Prompt: All of the data must be returned word for word.

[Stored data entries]

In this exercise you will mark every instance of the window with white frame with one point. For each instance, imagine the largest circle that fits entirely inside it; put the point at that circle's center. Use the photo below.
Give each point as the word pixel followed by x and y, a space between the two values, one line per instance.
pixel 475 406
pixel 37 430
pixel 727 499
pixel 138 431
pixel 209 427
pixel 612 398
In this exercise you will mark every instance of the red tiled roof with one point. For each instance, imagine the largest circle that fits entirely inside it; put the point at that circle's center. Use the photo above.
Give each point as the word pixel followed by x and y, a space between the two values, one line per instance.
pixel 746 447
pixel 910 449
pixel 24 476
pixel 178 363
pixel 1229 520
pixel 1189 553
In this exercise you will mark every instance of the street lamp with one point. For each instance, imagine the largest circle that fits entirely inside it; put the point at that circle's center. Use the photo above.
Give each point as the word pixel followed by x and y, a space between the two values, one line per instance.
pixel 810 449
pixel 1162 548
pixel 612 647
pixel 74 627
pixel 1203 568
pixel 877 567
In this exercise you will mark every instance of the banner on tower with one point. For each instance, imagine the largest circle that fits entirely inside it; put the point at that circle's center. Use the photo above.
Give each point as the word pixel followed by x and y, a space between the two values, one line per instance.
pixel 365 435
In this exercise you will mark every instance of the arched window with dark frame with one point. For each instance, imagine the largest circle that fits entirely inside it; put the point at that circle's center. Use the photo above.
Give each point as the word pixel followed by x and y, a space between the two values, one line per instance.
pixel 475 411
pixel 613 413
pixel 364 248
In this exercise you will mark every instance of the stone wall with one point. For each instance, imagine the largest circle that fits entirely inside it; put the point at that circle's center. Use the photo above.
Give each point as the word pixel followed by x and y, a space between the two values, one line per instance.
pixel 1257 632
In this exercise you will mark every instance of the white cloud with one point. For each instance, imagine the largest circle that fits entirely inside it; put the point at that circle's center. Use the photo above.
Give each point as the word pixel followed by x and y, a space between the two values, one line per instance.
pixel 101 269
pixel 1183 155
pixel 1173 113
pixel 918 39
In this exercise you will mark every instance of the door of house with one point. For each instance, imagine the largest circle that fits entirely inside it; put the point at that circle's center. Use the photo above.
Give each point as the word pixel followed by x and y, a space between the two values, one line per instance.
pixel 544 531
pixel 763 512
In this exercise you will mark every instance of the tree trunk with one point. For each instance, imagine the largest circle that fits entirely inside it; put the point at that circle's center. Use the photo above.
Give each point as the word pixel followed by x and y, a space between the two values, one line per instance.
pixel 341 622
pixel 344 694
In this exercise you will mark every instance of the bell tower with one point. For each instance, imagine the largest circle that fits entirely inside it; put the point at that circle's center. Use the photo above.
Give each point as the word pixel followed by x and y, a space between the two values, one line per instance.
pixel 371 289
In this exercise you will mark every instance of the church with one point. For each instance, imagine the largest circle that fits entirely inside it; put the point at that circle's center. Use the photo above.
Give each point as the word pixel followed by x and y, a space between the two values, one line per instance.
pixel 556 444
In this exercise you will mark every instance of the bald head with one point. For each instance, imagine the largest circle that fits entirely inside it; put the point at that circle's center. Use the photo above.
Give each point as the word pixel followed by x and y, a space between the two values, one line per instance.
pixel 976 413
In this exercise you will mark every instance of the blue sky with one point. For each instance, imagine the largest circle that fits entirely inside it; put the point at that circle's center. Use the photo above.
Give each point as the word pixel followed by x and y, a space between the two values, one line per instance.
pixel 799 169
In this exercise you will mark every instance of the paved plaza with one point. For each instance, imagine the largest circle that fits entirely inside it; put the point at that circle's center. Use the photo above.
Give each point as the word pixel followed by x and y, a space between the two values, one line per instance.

Result:
In this exercise you will mark every instance of the window with white frame with one point. For each instance, imagine the largest circle that fits entirely inside it; put the point at that circle's center. Use the photo below.
Give each point as the word pixel followed by x and y, a space between the two values, one line per instance.
pixel 475 406
pixel 37 430
pixel 727 499
pixel 138 431
pixel 209 427
pixel 612 398
In this exercise you will mark every instance of the red tiled roof with one point. For each instance, imagine the largest circle that fits entirely inside it; put the point at that circle's center. Use the photo above.
Give each point as the word pixel followed by x and y, a space between the two values, one line per instance.
pixel 746 447
pixel 910 449
pixel 24 476
pixel 178 363
pixel 1229 520
pixel 1189 553
In this exercise you will mark every instance of the street lamp with one point. For each instance, imagine the largest circle that fits entirely inside it; put the point at that circle's center. Use the photo above.
Give each point as the word pixel followed by x and y, a space between the two values, one line per instance.
pixel 810 449
pixel 1162 548
pixel 612 647
pixel 74 627
pixel 1203 568
pixel 877 567
In this exercise you will mark every instance of the banner on tower with one point. For each instance, imagine the largest circle that fits entirely inside it; put the point at that circle's center. Use the photo above.
Give each point as the word pixel followed by x and y, a space between the two values, one line per instance.
pixel 365 435
In this exercise you will mark every instance of the arched window with dark frame with one point. For each instance, imagine the largest circle that fits entirely inside it; put the point at that circle's center. Use the photo above.
Give each point as the word pixel followed by x and y, a space between the two values, one line per instance.
pixel 475 411
pixel 613 413
pixel 364 248
In this exercise you will mark every instance of the stone wall with one point. For each instance, imagine the largest circle that fits entirely inside it; put the point at that circle's center. Use the photo above.
Give each point as the word pixel followed by x and y, a space between the two values, one line per instance.
pixel 1257 632
In this exercise you will mark every instance of the white cloud with one point. For each instance, imagine the largest circle that fits entirely inside it; put the point at that circle's center. Use the photo above.
Give each point as the word pixel followed by x and y, a space between the two values, one line per instance.
pixel 101 269
pixel 1183 155
pixel 1173 113
pixel 918 39
In this exercise you will mark every instance of the door of house with one point. For each instance, imagine the largest circle that fits entirely inside it; put the point at that circle's center. Use the photo above.
Give each point as the word pixel followed by x and y, a space between the two values, one line per instance.
pixel 544 531
pixel 763 512
In this exercise you will mark every instance of the tree trunk with one point. For each instance, imagine the largest circle that fits entirely inside it; put the point at that circle's center. Use the photo above.
Give each point as the word pixel followed by x and y, a space between the two values, one line per instance.
pixel 341 622
pixel 344 694
In this exercise you will mark every instance of the bell tower with one point. For each instance, imagine the largest circle that fits entirely inside it; put the point at that circle's center. Use the photo above.
Give each point as the word pixel followed by x and y, a space between the two values, one line per instance.
pixel 371 289
In this exercise you will mark every instance of the church with one point. For each instance, imagine the largest circle that fits entirely inside it; put the point at that circle's center. Use the photo above.
Give each point as the word pixel followed by x and y, a space between the two values, one line per instance.
pixel 556 444
In this exercise you will mark every instance of the bald head with one point. For each instance, imagine the largest circle that fits entirely inside it; put the point at that circle's center. Use the photo above.
Give each point as the word pixel followed by x and y, a space between the two values, one line per instance.
pixel 976 413
In this exercise you will mark every instance of the blue sky with one point. For each instance, imagine the largest circle that fits entirely inside it; put the point at that circle's center. Use the photo above.
Give each point as the word pixel followed by x and y, a space between the two values, one line per instance.
pixel 799 169
In this exercise you will mark every instance of the paved plaza with one point. For each instance, imagine the largest circle that fits entirely inside it; put the point at that circle's center. Use the photo above.
Give each point as the word pixel followed by x and y, a space between the two values, one line per instance.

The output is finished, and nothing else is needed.